* Enunciado A
Traduza para o inglês esta frase do texto sobre o Ministério do Desenvolvimento Agrário: "Houve uma grande perda de memória dos processos de construção das políticas."
* Enunciado B
Por favor, prossiga o texto sobre o Ministério do Desenvolvimento Agrário a partir da última frase apresentada.

* Texto para leitura

▽

Durante quase metade do mandato, o Ministério do Desenvolvimento Agrário gastou um bom tempo apenas se reconstituindo enquanto ministério. Criaram-se secretarias e departamentos e preencheram-se os organogramas com contratados. Muita gente boa, mas pouca gente que viveu os 14 anos e meio de governos populares. Houve uma grande perda de memória dos processos de construção das políticas. E, mais grave ainda, não houve uma avaliação das políticas aplicadas nos ditos governos.

O grupo de transição ligado ao tema agrário e agrícola (leia-se da agricultura familiar) proclamou, em um encontro virtual com mais de 500 assistentes, que o novo Ministério do Desenvolvimento Agrário se concentraria em promover o desenvolvimento da agricultura familiar com base na agroecologia. Nem nos textos produzidos nem no programa apresentado no encontro de janeiro ficou claro como é que as políticas sob controle do MDA iriam se adaptar para adotar a transição agroecológica. Era preciso avaliar as políticas anteriores e fazer a reformulação para este novo paradigma, mas isto não aconteceu.

Pressionado pelo único programa do Ministério do Desenvolvimento Agrário que atravessou todos os governos, de FHC II a Lula III, passando por Lula I e II, Dilma I e ½, Temer ½ e Bolsonaro, o PRONAF, o ministro Paulo Teixeira apenas “rodou a planilha” habitual e fez mais do mesmo. Ele apresentou o plano de safra para a agricultura familiar 2023/2024 com exatamente o mesmo formato de todos os anteriores, dando como vitória a ampliação dos recursos de 30 para 72 bilhões. Se alguma modificação pode ser registrada ela se refere ao volume de recursos disponibilizados para cada contrato dirigido ao setor mais capitalizado, com o teto subindo para 120 mil reais.

△

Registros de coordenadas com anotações

▽

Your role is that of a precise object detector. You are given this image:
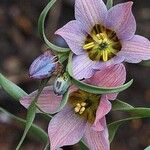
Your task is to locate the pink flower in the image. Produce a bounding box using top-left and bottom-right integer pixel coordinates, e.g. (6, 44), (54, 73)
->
(56, 0), (150, 79)
(21, 64), (126, 150)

△

* Resposta esperada A
There was a major loss of memory of the processes through which the policies were built.

* Resposta esperada B
O PRONAF (Programa Nacional de Apoio à Agricultura Familiar) começou em 1996 como um programa de crédito facilitado centrado no público de agricultores capitalizados e integrados ao mercado, sobretudo na região sul, com uns 400 mil contratos, financiando essencialmente os insumos como fertilizantes químicos, agrotóxicos e sementes “melhoradas”. Nos governos populares, ele se abriu para um público muito mais amplo, chegando a pouco mais de dois milhões de agricultores no seu auge. O escopo do crédito também se ampliou, introduzindo contratos de comercialização e de agroindustrialização, compra de máquinas, e acrescentando públicos específicos como mulheres, jovens, indígenas, quilombolas, produtores agroecológicos e orgânicos.

O valor total dos planos de safra foi subindo de menos de 5 bilhões até 29 bilhões, do último de FHC ao último de Dilma. Caiu um pouco nos anos seguintes e mais que dobrou no primeiro ano de Lula III.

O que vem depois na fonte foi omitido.